_Extract provided_
※ ※ ※

AF.S, AE metering is set on the middle one, and AF point is set on the last one, point in middle.

Some pictures turn out fantastic, some are rubbish, how do I get consistently good shots?
Go to manual?
Set AF point to auto?
Some are action shots, some are landscape?, (Nothing should move in landscape!)

And some are taken within a couple of seconds of each other.

Or is it a case of practice makes perfect?

Any hints, tips and suggestions are welcome.

Cheers

Laurie
G'day Laurie we've not introduced, so welcome to the forums from me. I'm not a guru, but I'll try and provide some feedback that should help you narrow down what's not working so you can get the consistency you need.

To start with the K200D is not the latest around so AF is going to be representative of the technology from the era it was made. No bigee if you're okay in making up for that with some smarts. With landscapes you don't need AF you can use manual focus. I do as do many real landscape photographers as you know exactly what your focal point is. For action you can also use manual focus but it's not as easy but might work for some subjects. To that end knowing any sports you shoot will help as you get to predict what is likely to happen and be ready for it. You can pre-focus on a point, track a subject and some lenses allow you to AF and assist that AF manually. Making use of these options should help you with the AF. There are many AF setting options on various camera models but as I'm not completely familiar with the K200D I will leave it there and hope a more knowledgeable person can come along with some further feedback.

AE relates to metering, it's to do with how the camera measures the light within a given scene. Normally there's three options these being, point, center weighted and full or something like that. What these mean is where the camera will assess the light to work out what the correct exposure is. I'd recommend that if you're doing landscapes you allow the camera to assess the whole scene to set the exposure unless there's a big variation between light and dark areas say with the sun in frame with some subjects in the shade. For these times I'd use centre weighted or point where the camera uses the average of the centre third of the scene to set the exposure or just the centre. With point it's basically just focusing on what's in the centre of the frame and ensuring the exposure is correct for whatever that is. And this is where these options can come in handy for sports/action shots. Say you are shooting a dancer in light clothing on a dark stage with a spotlight on the dancer. If you set AE to meter the entire scene it will default to averaging the dark background and the white dressed well lit dancer and will result in the dancer being overexposed. But if you went spot metering and kept the dancer in the centre of the frame the dance would be exposed correctly and the backgrounds would be dark and irrelevant, as they should be.

※ ※ ※

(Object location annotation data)
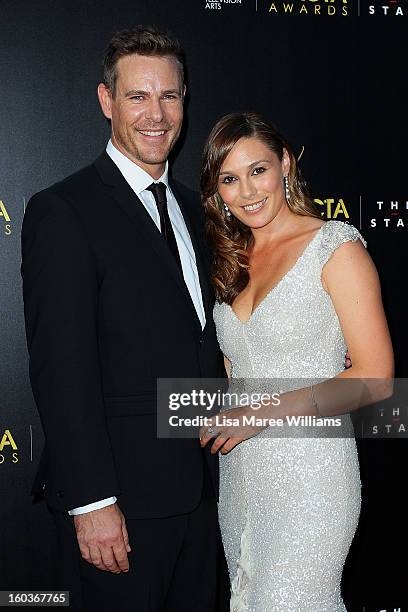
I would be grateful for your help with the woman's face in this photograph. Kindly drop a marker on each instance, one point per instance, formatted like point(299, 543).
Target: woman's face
point(251, 182)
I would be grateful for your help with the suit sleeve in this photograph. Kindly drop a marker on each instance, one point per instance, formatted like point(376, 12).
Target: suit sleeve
point(60, 291)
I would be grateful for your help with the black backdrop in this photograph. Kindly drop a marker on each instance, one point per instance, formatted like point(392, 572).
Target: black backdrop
point(334, 83)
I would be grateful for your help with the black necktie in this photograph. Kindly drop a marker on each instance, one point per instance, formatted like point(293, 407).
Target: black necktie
point(159, 192)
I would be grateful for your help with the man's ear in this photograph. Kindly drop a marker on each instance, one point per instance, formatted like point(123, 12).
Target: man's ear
point(105, 100)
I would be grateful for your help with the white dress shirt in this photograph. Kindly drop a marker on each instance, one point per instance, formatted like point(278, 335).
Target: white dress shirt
point(139, 180)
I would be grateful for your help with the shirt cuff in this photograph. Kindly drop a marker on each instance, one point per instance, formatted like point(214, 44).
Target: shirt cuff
point(108, 501)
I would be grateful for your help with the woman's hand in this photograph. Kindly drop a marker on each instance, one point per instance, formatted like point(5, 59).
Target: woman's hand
point(232, 427)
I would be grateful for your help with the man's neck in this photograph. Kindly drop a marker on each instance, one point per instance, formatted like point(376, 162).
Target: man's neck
point(154, 170)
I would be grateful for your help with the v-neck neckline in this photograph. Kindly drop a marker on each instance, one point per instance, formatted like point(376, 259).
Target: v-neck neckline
point(280, 281)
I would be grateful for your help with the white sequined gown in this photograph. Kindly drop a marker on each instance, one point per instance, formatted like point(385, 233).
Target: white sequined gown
point(289, 507)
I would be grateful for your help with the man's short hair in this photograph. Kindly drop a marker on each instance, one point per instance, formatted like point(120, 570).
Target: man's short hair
point(143, 41)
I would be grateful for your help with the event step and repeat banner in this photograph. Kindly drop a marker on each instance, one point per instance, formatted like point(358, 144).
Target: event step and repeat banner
point(331, 74)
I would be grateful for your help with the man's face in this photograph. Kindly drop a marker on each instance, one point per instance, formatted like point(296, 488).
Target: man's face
point(146, 112)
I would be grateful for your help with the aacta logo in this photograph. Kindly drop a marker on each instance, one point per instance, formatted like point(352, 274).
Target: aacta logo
point(4, 216)
point(333, 208)
point(218, 5)
point(7, 445)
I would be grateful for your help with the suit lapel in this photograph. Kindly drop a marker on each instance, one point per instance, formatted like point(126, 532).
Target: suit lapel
point(203, 272)
point(126, 198)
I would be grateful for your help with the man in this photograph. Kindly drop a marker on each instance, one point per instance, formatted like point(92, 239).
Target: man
point(116, 295)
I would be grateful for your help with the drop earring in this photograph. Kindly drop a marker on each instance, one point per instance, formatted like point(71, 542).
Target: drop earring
point(287, 192)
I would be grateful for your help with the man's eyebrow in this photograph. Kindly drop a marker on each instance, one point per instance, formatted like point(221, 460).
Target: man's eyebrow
point(141, 92)
point(268, 161)
point(137, 92)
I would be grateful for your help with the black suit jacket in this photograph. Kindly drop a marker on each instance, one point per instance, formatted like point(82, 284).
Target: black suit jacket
point(107, 312)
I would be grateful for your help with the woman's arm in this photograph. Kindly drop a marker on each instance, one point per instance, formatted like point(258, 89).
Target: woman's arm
point(351, 280)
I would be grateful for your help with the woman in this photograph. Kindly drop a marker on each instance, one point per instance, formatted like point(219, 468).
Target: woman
point(293, 293)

※ ※ ※

_Directions_
a - Answer from the forum thread:
(i) Which camera model does the reply name?
(ii) What does the reply say can be used instead of AF for landscapes?
(iii) With which metering option would the reply's dancer example give a correctly exposed dancer?
b - In the rows, output the lines from the line with "I would be grateful for your help with the man's ear" to the line with "point(105, 100)" as a JSON list of strings, one per line.
The forum thread and the rows come from separate, unrelated sources.

_Final results_
a -
(i) The K200D.
(ii) Manual focus.
(iii) Spot metering, with the dancer kept in the center of the frame.

b -
[
  "I would be grateful for your help with the man's ear in this photograph. Kindly drop a marker on each instance, one point per instance, formatted like point(123, 12).",
  "Target: man's ear",
  "point(105, 100)"
]